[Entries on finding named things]
━━━━━━━━━━━━━━━━━━━━━━━━━━━━━━

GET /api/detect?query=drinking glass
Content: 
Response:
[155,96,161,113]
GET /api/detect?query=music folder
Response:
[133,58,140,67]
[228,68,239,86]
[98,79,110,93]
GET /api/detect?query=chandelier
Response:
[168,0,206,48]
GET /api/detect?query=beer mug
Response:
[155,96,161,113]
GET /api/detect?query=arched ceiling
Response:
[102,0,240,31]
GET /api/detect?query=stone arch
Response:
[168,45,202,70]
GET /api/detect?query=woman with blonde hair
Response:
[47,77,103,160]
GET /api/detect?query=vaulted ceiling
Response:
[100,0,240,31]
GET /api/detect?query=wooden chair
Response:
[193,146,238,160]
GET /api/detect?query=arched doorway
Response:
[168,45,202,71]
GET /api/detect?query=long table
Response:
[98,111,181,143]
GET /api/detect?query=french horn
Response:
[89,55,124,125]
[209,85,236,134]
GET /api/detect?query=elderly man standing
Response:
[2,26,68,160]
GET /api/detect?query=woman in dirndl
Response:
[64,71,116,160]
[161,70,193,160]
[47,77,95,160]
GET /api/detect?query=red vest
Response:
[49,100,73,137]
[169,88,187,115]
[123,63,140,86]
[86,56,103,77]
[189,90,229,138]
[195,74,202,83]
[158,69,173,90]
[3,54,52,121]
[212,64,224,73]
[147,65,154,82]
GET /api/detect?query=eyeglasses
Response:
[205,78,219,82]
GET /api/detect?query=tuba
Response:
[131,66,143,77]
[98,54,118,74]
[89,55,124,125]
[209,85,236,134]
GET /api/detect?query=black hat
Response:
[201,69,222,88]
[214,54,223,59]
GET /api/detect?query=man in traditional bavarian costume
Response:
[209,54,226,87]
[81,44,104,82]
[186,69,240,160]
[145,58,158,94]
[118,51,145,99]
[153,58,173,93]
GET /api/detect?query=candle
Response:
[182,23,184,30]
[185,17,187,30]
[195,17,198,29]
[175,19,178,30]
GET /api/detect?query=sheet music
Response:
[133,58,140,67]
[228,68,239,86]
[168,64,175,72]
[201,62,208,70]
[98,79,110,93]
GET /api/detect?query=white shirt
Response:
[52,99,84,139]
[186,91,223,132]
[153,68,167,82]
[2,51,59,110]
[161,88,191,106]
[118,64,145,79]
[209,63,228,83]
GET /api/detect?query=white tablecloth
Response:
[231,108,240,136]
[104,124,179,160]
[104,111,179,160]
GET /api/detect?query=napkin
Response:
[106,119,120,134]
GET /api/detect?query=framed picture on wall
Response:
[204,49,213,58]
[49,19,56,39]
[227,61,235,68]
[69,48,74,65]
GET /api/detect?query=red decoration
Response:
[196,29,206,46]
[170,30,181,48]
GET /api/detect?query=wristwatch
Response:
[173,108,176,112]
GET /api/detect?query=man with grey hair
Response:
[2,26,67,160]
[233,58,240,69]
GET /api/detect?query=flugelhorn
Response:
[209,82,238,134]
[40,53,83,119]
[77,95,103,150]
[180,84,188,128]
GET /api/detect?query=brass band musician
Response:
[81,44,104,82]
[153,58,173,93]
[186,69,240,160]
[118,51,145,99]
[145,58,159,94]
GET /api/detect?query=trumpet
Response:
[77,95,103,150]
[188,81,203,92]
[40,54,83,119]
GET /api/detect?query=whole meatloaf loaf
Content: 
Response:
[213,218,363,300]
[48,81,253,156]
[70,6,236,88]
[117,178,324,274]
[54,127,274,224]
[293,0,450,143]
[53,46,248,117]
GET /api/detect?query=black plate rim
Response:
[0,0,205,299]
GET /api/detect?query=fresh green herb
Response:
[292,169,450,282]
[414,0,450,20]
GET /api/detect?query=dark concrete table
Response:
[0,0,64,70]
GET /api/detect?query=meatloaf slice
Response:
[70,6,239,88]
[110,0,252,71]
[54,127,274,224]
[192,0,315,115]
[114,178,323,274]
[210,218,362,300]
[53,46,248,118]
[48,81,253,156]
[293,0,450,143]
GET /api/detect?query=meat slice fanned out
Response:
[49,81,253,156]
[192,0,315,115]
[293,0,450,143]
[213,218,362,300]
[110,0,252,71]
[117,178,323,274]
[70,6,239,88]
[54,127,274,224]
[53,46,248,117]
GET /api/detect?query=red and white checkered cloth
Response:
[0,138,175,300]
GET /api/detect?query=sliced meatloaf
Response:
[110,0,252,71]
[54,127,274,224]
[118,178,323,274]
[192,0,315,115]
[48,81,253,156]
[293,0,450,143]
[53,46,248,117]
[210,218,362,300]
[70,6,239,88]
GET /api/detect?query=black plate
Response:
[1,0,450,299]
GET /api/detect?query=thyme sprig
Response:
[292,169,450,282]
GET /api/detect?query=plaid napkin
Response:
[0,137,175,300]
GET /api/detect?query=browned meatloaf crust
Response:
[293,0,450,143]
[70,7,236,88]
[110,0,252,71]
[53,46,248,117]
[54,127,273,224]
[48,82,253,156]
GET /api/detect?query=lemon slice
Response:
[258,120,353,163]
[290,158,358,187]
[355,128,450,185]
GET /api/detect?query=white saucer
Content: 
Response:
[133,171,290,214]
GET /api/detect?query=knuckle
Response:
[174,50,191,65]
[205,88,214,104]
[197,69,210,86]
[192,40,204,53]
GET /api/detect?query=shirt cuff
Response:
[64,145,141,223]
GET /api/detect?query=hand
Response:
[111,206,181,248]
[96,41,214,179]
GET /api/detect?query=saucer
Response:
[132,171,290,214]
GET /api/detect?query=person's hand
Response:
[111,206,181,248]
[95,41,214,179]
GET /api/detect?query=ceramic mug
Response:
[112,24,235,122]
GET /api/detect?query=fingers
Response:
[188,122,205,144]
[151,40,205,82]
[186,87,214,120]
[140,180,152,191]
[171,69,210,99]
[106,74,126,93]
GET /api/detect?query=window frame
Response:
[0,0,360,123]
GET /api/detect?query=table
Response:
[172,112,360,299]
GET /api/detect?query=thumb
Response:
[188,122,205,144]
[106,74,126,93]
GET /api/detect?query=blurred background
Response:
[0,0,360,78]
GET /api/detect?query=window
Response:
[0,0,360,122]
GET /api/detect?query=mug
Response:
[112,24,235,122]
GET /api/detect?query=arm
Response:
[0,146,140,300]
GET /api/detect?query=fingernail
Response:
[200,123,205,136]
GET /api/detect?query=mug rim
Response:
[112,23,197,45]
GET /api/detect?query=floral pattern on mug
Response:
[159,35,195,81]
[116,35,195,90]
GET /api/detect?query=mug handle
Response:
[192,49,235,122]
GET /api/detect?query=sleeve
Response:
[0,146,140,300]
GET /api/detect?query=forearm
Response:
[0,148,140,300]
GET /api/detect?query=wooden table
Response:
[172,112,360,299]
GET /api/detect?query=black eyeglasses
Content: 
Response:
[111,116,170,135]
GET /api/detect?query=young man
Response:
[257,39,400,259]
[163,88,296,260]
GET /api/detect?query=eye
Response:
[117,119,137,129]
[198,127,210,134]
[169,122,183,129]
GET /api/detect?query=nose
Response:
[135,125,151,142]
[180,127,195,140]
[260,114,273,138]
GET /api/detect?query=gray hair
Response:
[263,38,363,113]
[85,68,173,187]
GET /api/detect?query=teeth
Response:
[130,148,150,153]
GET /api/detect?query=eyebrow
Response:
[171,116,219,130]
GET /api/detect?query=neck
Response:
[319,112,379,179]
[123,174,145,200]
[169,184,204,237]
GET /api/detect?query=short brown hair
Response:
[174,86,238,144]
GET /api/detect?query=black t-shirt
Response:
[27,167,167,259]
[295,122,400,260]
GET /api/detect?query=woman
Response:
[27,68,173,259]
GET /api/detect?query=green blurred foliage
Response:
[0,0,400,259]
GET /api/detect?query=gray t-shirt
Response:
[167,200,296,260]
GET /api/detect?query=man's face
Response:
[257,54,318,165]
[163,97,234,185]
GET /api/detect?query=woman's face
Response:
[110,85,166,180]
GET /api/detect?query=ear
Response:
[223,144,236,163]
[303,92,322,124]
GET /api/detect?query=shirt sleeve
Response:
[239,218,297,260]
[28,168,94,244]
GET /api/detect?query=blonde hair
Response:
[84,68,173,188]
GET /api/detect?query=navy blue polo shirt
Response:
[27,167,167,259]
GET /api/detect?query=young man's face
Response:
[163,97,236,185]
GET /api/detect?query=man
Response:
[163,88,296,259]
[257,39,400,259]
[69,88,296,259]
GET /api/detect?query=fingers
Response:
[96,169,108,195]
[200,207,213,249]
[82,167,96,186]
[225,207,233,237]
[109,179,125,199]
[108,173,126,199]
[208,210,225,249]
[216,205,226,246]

━━━━━━━━━━━━━━━━━━━━━━━━━━━━━━

Convert the listing, from its first line through the line containing "[102,0,240,31]", into a Markdown table with the columns Row and Line, giving each line a row number and omitting any blank lines.

* **SOLUTION BELOW**:
| Row | Line |
|---|---|
| 1 | GET /api/detect?query=drinking glass |
| 2 | Content:  |
| 3 | Response: |
| 4 | [155,96,161,113] |
| 5 | GET /api/detect?query=music folder |
| 6 | Response: |
| 7 | [133,58,140,67] |
| 8 | [228,68,239,86] |
| 9 | [98,79,110,93] |
| 10 | GET /api/detect?query=chandelier |
| 11 | Response: |
| 12 | [168,0,206,48] |
| 13 | GET /api/detect?query=beer mug |
| 14 | Response: |
| 15 | [155,96,161,113] |
| 16 | GET /api/detect?query=arched ceiling |
| 17 | Response: |
| 18 | [102,0,240,31] |